### EXTRACTED TEXT
· · · · ·

World's driest desert has spectacular blooms, but the secret is invisible to human eyes
Santiago, Chile: The driest place on Earth is the Atacama desert, which is located along the western coast of South America's cone and stretches for about 1,600 kms. Some of the weather stations there have never recorded any rain in all of their years of operation.
But it's far from lifeless; many species that are unique to this region and have adapted to its harsh conditions can be found here. Additionally, the Atacama hosts one of the most breathtaking natural phenomena on average once every five to ten years, from mid-September to mid-November: the "desierto florido" (literally, "blooming desert").
Following heavy rainfall earlier this year, one of these mass blooms, which is currently occurring in northern Atacama, is frequently covered by media from all over the world.
However, what physiological and evolutionary processes allow for the enormous variety of flower colours, shapes, and visual patterns found in desiertos floridos? And how do pollinators, primarily hymenopterans like solitary wasps and bees in the Atacama, who are the beneficiaries of this visual extravaganza, perceive all this variety? A recent study published in Frontiers in Ecology and Evolution addresses this issue.
"Our aim was to shed light on the ecological and evolutionary mechanisms that cause biological diversity in extreme environments like the Atacama desert," said first author Dr Jaime Martinez-Harms, a researcher at the Institute of Agricultural Research in La Cruz, Chile.

· · · · ·

### GIVEN DATA
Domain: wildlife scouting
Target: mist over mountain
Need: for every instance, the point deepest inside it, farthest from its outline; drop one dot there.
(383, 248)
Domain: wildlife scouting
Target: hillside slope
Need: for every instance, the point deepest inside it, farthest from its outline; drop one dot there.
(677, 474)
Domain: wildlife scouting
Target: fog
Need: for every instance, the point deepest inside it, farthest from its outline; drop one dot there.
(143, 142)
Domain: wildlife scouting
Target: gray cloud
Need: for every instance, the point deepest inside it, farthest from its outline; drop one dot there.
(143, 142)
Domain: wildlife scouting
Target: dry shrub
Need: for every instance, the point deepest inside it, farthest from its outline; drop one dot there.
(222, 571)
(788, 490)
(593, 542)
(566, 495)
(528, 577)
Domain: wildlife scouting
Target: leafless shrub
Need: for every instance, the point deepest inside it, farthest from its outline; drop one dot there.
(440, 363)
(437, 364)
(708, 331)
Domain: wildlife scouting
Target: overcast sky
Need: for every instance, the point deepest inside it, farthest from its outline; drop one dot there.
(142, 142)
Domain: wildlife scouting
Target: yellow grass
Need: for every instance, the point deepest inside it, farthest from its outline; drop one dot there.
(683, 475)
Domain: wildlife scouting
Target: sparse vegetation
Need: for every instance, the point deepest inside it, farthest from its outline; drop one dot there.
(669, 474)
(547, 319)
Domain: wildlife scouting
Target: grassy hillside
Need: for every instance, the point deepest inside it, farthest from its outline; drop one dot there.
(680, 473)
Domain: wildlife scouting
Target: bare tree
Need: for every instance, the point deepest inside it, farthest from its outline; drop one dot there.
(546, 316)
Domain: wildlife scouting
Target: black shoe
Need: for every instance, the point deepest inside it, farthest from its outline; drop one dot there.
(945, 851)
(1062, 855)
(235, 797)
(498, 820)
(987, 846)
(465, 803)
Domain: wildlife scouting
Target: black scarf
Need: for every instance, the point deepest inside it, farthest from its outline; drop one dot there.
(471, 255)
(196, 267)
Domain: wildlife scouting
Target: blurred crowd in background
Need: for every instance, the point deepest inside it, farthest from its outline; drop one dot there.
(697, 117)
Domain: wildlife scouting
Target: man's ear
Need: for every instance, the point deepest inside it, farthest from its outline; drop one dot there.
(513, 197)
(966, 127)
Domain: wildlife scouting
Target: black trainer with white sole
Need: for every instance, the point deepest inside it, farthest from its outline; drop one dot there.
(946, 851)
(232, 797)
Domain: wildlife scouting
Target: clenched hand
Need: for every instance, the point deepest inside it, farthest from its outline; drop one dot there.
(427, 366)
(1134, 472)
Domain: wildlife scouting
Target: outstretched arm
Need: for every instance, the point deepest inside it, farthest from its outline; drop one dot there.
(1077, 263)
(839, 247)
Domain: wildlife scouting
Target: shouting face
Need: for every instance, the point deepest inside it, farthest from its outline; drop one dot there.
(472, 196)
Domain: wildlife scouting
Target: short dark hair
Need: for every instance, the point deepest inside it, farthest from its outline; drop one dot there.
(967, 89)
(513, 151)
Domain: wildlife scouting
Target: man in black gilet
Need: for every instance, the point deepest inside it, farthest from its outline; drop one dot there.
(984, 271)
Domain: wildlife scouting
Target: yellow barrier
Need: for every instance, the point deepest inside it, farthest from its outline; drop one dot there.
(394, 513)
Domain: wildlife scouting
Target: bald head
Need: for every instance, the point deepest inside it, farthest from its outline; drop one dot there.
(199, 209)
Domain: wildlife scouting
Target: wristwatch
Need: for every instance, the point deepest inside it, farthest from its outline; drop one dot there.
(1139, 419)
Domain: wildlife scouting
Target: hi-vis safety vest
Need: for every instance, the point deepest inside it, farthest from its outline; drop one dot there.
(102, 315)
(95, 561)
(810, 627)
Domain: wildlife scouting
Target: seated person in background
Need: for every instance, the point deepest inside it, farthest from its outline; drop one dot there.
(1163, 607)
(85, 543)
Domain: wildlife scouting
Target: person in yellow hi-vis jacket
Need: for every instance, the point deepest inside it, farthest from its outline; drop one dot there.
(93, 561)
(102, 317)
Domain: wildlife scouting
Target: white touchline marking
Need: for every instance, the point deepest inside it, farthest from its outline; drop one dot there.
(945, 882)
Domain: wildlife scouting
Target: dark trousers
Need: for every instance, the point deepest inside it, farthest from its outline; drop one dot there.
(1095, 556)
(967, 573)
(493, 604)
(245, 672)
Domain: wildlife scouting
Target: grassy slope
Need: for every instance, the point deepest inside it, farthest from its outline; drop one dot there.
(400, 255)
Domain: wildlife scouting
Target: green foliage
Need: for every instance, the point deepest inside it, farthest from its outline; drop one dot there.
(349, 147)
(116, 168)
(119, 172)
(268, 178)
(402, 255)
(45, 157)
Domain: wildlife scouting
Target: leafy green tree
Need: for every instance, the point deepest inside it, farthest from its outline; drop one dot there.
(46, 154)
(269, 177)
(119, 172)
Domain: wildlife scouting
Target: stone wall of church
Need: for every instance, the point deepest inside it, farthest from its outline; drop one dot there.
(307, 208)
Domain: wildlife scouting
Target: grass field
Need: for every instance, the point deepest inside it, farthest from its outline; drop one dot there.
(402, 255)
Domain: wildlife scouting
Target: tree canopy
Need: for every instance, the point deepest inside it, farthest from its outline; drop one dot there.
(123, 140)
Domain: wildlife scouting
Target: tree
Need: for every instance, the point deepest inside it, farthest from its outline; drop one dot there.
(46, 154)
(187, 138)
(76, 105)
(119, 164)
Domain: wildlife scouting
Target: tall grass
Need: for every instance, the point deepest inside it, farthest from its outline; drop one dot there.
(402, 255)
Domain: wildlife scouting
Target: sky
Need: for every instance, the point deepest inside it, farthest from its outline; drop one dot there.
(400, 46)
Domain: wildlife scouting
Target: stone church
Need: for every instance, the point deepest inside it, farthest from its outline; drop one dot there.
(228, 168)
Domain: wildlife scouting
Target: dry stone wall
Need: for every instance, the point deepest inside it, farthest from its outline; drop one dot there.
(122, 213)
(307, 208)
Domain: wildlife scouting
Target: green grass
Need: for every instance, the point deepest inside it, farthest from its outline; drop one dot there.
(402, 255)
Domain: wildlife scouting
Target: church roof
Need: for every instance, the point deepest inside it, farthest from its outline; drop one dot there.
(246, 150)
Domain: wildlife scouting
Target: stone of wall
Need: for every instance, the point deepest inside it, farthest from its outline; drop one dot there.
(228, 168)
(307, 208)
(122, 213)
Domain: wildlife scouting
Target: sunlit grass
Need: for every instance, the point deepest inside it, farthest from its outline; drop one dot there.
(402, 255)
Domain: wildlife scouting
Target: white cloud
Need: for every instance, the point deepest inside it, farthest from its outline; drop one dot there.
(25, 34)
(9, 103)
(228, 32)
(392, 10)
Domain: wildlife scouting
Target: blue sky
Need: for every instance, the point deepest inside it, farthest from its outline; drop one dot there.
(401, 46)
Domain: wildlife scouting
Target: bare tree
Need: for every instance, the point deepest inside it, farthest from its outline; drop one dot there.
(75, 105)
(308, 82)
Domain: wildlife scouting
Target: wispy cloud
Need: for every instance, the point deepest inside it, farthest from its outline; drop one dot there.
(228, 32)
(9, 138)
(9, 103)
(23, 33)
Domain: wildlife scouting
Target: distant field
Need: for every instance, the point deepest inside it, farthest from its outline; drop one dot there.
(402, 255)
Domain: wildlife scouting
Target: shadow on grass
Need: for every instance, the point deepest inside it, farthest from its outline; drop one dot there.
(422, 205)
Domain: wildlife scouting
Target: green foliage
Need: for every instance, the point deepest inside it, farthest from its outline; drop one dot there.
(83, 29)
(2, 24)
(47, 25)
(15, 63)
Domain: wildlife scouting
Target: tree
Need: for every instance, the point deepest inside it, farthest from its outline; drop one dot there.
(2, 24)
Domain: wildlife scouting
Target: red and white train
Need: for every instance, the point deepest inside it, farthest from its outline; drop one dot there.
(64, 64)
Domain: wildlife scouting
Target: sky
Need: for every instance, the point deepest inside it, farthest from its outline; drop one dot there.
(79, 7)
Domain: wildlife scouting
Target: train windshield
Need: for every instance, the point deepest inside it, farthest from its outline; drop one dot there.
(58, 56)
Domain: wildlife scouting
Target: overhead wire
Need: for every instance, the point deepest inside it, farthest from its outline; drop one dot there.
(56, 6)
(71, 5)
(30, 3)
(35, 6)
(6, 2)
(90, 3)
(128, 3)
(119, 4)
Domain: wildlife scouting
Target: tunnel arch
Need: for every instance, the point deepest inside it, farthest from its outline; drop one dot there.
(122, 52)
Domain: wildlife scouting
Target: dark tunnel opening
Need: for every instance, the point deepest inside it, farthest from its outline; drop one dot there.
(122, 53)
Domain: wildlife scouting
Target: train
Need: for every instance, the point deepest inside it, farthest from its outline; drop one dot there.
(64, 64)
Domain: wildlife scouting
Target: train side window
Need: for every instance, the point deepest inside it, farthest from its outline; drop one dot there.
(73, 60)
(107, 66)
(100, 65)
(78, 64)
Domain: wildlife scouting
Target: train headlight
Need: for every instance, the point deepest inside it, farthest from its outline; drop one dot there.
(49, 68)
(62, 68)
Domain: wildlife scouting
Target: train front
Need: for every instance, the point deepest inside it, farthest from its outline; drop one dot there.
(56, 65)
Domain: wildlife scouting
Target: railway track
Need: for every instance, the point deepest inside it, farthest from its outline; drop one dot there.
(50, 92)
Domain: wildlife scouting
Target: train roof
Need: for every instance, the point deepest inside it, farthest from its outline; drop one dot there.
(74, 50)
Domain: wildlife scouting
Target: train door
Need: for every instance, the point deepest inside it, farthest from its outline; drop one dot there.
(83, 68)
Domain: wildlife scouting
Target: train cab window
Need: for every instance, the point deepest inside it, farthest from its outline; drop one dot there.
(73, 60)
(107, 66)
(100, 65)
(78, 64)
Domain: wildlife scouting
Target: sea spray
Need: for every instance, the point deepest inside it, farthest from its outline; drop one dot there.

· · · · ·

### WHAT TO PRODUCE
Reproduce the passage of the Atacama desert article that begins at "Following heavy rainfall" and ends after "over the world.", changing "mass blooms" to "superblooms".

### RESPONSE TO THE EXERCISE
Following heavy rainfall earlier this year, one of these superblooms, which is currently occurring in northern Atacama, is frequently covered by media from all over the world.